- Written task -
Output the line containing "of the engine" and all subsequent lines of the listing below, copied exactly, with no other lines.

── Records provided ──

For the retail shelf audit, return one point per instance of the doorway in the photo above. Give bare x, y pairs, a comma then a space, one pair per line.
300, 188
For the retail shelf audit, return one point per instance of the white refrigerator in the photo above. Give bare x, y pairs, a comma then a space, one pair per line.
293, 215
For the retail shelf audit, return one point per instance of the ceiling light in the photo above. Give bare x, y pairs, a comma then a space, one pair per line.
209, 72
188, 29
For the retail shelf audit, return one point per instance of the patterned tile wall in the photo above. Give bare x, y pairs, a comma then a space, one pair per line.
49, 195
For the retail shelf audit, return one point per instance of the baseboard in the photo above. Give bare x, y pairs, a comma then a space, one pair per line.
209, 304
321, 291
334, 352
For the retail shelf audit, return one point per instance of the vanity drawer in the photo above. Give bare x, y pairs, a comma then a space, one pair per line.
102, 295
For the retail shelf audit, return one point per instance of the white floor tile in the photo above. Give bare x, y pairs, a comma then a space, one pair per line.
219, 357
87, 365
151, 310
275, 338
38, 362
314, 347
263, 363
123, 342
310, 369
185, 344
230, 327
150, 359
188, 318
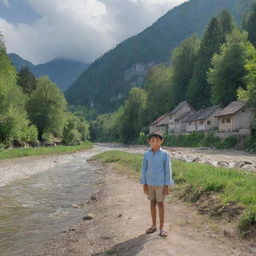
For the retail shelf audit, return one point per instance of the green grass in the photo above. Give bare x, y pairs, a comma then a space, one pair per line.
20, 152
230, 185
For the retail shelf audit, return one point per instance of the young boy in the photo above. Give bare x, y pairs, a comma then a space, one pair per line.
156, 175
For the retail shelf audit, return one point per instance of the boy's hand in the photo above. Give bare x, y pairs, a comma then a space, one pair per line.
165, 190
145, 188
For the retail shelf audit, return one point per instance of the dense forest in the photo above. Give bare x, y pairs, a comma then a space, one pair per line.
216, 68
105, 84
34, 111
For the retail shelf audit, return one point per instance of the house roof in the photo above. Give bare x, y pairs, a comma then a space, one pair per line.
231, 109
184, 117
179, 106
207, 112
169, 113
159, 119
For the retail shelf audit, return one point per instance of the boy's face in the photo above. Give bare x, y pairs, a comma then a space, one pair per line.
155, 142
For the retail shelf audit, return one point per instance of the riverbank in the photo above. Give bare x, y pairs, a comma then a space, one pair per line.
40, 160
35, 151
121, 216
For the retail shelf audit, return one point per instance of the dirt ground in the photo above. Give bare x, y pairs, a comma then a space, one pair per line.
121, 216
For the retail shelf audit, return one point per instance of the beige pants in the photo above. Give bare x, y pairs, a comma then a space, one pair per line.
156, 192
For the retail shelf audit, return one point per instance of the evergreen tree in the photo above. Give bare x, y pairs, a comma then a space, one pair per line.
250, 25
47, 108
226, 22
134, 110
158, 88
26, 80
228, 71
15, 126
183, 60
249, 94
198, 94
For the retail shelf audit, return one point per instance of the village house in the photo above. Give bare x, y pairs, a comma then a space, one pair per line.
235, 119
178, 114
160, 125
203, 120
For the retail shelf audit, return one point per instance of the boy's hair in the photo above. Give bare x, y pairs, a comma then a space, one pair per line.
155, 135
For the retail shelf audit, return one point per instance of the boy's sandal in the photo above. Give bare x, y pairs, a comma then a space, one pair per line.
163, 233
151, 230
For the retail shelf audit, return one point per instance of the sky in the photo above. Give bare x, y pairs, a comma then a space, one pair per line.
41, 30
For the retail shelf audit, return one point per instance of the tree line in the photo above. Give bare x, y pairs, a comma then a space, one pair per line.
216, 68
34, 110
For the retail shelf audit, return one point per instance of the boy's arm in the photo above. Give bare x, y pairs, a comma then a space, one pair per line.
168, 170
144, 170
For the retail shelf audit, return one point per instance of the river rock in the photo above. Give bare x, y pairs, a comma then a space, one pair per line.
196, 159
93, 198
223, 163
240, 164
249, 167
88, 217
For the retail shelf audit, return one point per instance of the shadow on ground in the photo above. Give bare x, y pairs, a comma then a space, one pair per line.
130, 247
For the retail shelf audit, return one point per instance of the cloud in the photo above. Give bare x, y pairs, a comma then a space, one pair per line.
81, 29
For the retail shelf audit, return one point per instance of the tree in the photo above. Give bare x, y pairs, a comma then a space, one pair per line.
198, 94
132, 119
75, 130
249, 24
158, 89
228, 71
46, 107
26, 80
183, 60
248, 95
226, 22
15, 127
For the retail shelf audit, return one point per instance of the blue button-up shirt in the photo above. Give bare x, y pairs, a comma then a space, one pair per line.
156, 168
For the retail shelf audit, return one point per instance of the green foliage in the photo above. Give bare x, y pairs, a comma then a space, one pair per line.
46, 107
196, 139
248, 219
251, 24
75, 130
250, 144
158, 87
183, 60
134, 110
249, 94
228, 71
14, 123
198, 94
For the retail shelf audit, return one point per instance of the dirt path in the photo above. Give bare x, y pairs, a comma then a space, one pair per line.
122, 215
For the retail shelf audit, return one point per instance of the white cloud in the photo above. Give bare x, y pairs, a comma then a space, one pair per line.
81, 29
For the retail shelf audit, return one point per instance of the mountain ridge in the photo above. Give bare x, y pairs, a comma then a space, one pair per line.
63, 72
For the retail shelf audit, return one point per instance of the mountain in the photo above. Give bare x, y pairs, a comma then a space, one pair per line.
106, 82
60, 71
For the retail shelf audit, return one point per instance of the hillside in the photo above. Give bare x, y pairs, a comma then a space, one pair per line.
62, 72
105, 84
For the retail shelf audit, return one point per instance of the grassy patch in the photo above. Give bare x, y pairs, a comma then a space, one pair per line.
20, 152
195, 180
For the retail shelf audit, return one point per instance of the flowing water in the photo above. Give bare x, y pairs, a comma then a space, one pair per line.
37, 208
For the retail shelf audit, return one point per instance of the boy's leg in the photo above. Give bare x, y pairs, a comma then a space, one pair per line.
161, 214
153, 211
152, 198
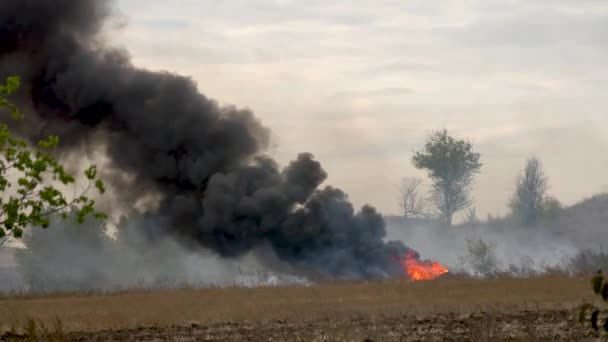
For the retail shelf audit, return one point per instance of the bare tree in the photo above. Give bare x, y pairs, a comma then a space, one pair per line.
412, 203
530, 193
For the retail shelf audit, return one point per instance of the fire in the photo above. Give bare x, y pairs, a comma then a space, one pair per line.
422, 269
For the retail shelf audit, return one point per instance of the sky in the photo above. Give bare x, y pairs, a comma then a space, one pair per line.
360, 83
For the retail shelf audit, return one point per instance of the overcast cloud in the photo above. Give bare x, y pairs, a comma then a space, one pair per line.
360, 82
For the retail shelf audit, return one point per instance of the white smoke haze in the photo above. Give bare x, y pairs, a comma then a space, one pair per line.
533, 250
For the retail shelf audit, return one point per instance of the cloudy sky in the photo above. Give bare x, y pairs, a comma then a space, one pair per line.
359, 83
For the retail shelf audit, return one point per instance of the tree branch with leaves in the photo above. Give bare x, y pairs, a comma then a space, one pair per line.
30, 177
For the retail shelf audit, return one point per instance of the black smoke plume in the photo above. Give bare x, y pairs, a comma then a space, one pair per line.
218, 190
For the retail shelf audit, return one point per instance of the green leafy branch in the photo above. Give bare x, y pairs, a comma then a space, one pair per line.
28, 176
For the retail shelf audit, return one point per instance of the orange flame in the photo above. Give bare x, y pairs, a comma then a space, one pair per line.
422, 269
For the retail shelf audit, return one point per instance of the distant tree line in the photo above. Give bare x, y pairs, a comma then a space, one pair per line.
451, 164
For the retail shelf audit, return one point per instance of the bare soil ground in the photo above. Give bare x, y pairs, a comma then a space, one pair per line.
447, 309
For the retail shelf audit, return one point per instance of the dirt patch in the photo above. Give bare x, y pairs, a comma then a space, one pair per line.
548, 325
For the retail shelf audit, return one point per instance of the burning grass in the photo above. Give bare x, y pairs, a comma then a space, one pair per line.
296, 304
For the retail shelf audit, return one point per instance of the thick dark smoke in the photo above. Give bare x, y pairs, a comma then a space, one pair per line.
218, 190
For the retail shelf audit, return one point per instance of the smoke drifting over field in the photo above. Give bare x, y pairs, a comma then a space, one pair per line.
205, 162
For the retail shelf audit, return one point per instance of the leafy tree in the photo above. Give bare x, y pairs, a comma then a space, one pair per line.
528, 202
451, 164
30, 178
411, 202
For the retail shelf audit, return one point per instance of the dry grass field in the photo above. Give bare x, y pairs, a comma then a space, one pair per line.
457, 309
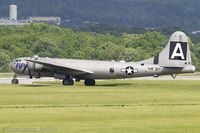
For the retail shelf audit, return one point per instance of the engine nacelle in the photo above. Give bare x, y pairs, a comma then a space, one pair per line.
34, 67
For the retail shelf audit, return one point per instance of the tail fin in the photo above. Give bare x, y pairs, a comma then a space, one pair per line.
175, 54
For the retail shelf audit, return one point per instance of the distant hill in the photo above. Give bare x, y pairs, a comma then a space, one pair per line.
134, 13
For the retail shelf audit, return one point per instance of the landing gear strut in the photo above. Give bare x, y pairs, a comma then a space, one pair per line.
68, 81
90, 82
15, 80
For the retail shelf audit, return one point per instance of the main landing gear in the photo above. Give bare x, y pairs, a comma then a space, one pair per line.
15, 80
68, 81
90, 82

───

- Solution -
For the retail shelf audit, return one point per instance of the engine nacelle in the photo above. Give bare x, y pairs, a comma then a space, one pair per line.
34, 67
For the retail shelf audit, return one point per instance of the tail fin in the photo above. Give bare x, y pairs, a comma then a space, one pair per line.
175, 54
For the retail shelf audit, return one point per instance of the distant hill in the photo above. Give bare x, y pairs, a comma then a space, one pair per line.
134, 13
For the retail shelf audit, return one point per instance of the landing gear strut in the photo above. Give bare x, y pairs, a comma then a space, one pair per line.
68, 81
90, 82
15, 80
For the retail shelf audit, return one point per instance of the main landing gear in the photo above. Give bare x, y pairs, a comma then a space, one pair per line.
15, 80
68, 81
90, 82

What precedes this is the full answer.